- PROVIDED PASSAGE
This RFC relates to "LPC 2023: connect() - why you so slow?" [1] by 
Frederick Lawler <fred@...udflare.com>.

Background
==========
LPC quote
 > 50k egress unicast connections to a single destination… Who does that?

Not only web proxies, it happens in large DNS server deployments too.

DNS setup on a single machine often involves multi-process 
implementation (Knot Resolver) and/or proxies (e.g. BIND + dnsdist). 
This makes 'keep track of ephemeral port usage inside application' 
approach not viable.


Problems
========
- Userspace has no visibility into port range usage ratio.
- Userspace can be blocked for an unknown amount time on bind() or 
connect() when the port range has high utilization rate.
Miliseconds long blocking quoted on LPC slide 10 are observed in DNS 
land as well.

Corollary: Hardcoded level of parallelism does not work well.

Over time it gets worse because port range is fixed size but number of 
CPUs and processing speeds improve. Today a good userspace DNS 
implementation can handle 130 k query/answer pairs per CPU core per 
second. Measured on 64 a core system with no bind() mid-flight [3].


What can we do?
===============
What netdev masterminds suggest as a most tenable approach?

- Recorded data

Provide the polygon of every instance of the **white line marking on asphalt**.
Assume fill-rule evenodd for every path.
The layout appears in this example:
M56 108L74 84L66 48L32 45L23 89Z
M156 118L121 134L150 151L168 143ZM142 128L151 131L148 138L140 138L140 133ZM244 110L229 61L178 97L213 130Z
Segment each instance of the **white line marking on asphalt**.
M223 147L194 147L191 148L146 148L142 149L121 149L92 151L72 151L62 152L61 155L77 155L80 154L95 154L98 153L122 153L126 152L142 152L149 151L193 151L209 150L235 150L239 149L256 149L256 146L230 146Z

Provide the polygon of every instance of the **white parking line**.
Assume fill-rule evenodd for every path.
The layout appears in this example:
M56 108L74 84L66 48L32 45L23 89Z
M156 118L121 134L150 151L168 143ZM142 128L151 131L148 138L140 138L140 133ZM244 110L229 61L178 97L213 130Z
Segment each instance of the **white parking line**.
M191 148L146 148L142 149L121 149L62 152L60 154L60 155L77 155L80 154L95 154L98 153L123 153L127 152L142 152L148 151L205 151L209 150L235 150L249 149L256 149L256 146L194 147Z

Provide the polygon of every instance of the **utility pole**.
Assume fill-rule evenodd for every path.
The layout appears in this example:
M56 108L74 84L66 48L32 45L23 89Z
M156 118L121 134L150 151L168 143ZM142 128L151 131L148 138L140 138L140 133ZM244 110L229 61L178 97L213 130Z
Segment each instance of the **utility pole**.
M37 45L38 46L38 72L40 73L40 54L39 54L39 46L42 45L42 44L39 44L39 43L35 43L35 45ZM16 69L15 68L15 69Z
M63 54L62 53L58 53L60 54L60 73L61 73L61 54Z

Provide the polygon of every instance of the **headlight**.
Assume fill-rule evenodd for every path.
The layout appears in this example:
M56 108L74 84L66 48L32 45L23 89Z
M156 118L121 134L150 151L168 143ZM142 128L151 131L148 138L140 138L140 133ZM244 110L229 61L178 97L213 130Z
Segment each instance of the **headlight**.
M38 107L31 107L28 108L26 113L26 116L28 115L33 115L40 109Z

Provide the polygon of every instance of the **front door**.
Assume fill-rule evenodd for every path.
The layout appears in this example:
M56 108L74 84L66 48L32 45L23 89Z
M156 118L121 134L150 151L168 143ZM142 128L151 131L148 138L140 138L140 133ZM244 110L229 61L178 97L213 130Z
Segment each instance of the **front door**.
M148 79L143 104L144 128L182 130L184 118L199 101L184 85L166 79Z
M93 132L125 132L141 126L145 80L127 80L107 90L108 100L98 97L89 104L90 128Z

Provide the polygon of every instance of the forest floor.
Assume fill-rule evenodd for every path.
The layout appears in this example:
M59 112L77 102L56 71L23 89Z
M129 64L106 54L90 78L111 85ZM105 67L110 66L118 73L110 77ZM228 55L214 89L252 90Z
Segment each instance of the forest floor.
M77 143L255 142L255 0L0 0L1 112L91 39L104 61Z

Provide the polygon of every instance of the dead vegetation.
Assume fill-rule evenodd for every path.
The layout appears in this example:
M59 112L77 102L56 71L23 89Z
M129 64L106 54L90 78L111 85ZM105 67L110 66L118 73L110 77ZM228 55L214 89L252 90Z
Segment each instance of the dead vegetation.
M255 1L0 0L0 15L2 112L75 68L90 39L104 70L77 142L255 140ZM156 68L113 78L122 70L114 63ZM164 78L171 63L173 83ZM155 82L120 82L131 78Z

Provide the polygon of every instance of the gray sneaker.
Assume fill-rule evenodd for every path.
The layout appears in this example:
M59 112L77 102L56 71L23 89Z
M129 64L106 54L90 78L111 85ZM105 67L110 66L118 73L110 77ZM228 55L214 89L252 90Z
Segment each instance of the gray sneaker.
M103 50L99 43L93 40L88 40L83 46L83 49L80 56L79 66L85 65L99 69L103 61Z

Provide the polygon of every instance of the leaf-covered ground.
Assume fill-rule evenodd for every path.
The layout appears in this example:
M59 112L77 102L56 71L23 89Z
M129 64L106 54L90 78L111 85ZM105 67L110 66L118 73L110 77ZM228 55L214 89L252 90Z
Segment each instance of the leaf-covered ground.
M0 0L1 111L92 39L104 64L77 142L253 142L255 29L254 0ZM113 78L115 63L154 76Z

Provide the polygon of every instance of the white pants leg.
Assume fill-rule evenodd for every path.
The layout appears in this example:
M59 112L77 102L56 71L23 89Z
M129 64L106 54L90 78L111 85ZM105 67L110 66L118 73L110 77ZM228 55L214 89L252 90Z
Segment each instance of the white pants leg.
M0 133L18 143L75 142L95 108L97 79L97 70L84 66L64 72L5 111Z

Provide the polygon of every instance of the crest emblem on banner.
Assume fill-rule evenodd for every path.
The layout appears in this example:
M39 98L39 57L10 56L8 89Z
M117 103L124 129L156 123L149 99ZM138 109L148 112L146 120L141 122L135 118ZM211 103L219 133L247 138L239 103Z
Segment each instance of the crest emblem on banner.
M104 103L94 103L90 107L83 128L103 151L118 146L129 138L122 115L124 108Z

- SET OF TASKS
[a] List the programs the RFC text names as parts of DNS setups on a single machine.
[b] For each statement, say whether it agrees with the RFC text, and quote the words that decide it.
(i) A good userspace DNS implementation can handle 130k query/answer pairs per CPU core per second.
(ii) The port range grows as the number of CPUs increases.
(iii) Userspace can be blocked on bind() or connect() when the port range has a low utilization rate.
[c] Continue the RFC text on ephemeral port usage from the point where it stops.

- ANSWER SET
[a] Knot Resolver, BIND, dnsdist

[b]
(i) Yes: "Today a good userspace DNS implementation can handle 130 k query/answer pairs per CPU core per second."
(ii) No: "port range is fixed size but number of CPUs and processing speeds improve."
(iii) No: "when the port range has high utilization rate."

[c]
Couple ideas as a kick start:

A. Socket Pressure Stall Information
------------------------------------
Modeled after PSI present in kernel [2]. Cooperating processes can 
detect contention and lower their level of (attempted) parallelism when 
bind() becomes a bottleneck. PSI already has a notification mechanism 
which is handy to applications.

An obvious problem:
Port range is per (address, protocol). Would one number be good enough? 
Well, the same applies to I/O which is currently also summarized into a 
single PSI.


B. Expose state of port range
-----------------------------
Expose number of free ports within net.ipv4.ip_local_port_range for each 
(address, protocol) tuple.

As an application developer I would like that if access to the counter 
is damn cheap. But maybe the accuracy is not worth the complexity?


C. Non-blocking bind()
----------------------
My head is about to explode. I doubt it be worth the overhead for 
typical situation without contention.


D. Your idea here
-----------------
Any other ideas how to tackle this?


Thank you for your time!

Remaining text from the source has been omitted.